* **Quoted passage**:

::::::

The U.S. plan to buy billions of dollars worth of so-called toxic assets from banks is a step in the right direction for economic recovery, and Europe needs to follow suit, says Finance Minister Jim Flaherty.

U.S. Treasury Secretary Timothy Geithner announced on Monday the long-awaited plan to buy stimulate lending to consumers and businesses by clearing the banks of the bad debt.

Following the news, the Dow Jones Industrial Average closed up 497.48 points, and Toronto's TSX soared 452.16 points before closing.

"The most important thing that had to happen internationally and in the United States is to fix the banks, to cleanse the banks of these bad debts, so called toxic assets," Flaherty told CTV's Canada AM.

"That has to happen, so the provision of details yesterday by President (Barack) Obama and Secretary Geithner is very important moving forward. More needs to be done in Europe on cleansing the banks. That's what had to happen for stimulus to be effective, for economies globally to start to recover."

At the same time, Flaherty warned that the recession is causing job losses around the world, and those numbers will continue to get worse before they get better.

To deal with that, he said, the federal government is extending the length of employment insurance coverage by five weeks, implementing a "work-share" program, boosting training support and putting more into EI administration, so more applicants can be processed faster.

::::::

* **Requirement**: Reproduce the passage of the article on the U.S. toxic-assets plan, starting with "U.S. Treasury Secretary" and going on through "the bad debt.", substituting "households" for "consumers". The records after this point are not needed for this work.

Data drawn from a collection
::::::

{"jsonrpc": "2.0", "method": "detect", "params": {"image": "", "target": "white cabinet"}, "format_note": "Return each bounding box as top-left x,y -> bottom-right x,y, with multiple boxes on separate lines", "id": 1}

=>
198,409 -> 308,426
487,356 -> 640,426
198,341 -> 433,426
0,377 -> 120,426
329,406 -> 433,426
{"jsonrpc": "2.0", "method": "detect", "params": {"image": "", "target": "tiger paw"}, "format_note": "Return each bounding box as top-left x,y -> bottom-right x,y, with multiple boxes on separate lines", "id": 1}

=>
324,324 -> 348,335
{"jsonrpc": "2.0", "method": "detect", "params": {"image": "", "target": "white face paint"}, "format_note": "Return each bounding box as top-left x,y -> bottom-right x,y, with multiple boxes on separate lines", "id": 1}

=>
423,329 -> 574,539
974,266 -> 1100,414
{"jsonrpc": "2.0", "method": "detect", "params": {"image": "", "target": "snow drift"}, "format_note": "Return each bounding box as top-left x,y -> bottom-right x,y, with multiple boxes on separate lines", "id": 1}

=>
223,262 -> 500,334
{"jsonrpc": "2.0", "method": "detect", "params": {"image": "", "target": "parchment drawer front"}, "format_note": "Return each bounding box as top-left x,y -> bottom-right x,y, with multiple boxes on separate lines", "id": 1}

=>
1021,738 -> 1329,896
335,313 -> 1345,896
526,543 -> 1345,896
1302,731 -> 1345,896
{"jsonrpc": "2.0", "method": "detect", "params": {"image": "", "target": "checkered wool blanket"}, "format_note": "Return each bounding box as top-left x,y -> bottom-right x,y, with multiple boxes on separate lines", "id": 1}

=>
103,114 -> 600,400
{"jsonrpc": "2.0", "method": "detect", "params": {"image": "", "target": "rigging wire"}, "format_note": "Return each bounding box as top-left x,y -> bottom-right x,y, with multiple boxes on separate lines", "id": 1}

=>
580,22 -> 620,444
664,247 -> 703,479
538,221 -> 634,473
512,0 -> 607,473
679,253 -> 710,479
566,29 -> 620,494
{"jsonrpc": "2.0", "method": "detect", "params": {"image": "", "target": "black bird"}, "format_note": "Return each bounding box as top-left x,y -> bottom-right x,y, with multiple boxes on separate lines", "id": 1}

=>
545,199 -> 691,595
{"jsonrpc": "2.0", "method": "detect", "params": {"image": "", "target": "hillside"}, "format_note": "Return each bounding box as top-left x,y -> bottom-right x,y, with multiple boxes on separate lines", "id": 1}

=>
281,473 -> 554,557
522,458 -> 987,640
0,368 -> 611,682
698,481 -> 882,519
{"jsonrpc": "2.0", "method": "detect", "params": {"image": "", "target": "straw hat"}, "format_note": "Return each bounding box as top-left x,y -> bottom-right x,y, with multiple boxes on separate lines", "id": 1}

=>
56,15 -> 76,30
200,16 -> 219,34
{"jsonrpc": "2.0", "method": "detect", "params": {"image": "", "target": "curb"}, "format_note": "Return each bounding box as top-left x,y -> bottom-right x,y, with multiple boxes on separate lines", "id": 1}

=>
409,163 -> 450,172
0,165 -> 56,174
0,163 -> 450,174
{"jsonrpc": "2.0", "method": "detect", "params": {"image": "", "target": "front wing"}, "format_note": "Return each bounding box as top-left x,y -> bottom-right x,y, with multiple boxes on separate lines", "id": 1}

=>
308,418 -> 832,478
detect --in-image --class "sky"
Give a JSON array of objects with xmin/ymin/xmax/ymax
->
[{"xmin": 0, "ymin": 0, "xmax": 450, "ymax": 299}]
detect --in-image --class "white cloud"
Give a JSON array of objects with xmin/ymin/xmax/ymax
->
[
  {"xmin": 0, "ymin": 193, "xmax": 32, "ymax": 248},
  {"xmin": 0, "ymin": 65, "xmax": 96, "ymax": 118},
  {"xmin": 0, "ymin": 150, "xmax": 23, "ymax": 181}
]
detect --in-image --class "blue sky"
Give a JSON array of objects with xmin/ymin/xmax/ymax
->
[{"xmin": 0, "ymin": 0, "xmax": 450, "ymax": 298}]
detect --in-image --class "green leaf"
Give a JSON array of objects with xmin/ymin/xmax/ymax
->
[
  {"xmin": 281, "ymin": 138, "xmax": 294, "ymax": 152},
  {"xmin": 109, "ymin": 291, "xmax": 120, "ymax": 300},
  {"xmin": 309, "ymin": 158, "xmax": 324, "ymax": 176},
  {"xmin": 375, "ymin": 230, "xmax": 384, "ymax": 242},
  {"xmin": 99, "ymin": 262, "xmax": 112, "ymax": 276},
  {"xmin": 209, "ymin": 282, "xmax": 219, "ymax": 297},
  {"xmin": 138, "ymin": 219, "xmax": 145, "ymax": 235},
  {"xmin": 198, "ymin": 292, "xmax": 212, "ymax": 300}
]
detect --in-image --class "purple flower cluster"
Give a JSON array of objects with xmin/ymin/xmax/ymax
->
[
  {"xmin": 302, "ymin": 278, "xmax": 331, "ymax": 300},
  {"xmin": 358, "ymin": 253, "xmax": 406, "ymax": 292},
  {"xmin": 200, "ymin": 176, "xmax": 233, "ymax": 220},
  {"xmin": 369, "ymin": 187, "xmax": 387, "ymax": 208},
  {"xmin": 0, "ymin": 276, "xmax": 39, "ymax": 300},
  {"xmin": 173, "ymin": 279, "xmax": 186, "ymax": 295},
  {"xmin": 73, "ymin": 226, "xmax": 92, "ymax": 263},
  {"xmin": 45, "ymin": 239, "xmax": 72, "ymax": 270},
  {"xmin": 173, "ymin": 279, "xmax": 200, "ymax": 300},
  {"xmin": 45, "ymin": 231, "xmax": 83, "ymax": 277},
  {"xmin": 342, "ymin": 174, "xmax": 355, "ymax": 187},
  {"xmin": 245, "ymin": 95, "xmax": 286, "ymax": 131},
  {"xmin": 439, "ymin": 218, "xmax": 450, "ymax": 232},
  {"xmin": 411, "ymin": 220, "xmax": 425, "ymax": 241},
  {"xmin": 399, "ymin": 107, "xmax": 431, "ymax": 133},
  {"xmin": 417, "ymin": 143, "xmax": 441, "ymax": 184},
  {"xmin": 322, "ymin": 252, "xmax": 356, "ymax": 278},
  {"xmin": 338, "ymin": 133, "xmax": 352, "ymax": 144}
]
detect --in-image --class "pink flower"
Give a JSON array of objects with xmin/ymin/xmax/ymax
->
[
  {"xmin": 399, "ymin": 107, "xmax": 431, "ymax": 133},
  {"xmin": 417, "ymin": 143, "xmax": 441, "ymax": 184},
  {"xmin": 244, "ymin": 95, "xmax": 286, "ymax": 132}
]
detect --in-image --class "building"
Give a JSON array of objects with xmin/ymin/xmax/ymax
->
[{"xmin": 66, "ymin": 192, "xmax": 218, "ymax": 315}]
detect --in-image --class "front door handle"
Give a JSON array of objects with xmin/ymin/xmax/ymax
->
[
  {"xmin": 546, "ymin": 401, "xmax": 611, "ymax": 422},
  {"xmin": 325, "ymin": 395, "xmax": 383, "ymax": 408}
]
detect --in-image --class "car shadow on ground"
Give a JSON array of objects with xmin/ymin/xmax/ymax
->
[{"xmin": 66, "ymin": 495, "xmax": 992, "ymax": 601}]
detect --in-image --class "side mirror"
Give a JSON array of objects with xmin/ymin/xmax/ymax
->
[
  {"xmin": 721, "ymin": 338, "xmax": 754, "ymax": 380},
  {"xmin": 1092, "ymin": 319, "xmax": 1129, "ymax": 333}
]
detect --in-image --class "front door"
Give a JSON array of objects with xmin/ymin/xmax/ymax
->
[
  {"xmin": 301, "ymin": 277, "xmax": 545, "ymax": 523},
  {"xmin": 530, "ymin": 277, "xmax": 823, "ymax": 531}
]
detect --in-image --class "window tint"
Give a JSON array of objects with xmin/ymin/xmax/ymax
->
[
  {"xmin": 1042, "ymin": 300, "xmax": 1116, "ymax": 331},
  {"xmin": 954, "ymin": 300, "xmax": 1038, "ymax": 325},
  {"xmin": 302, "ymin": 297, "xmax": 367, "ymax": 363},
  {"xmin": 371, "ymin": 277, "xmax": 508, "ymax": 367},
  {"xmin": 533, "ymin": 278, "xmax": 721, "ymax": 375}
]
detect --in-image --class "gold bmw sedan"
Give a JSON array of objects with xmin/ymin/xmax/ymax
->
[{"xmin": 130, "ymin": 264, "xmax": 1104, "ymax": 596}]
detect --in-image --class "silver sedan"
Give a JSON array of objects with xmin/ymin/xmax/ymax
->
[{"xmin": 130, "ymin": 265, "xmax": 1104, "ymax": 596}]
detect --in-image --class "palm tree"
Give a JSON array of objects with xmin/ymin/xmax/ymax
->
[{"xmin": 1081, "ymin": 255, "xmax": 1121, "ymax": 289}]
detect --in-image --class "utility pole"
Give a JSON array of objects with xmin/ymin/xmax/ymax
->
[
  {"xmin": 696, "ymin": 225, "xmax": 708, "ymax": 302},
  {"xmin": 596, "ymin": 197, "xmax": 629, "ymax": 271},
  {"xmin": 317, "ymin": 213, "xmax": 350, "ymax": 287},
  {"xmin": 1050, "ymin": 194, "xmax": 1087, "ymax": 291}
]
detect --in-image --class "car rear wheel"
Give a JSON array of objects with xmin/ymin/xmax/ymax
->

::::::

* **Response**:
U.S. Treasury Secretary Timothy Geithner announced on Monday the long-awaited plan to buy stimulate lending to households and businesses by clearing the banks of the bad debt.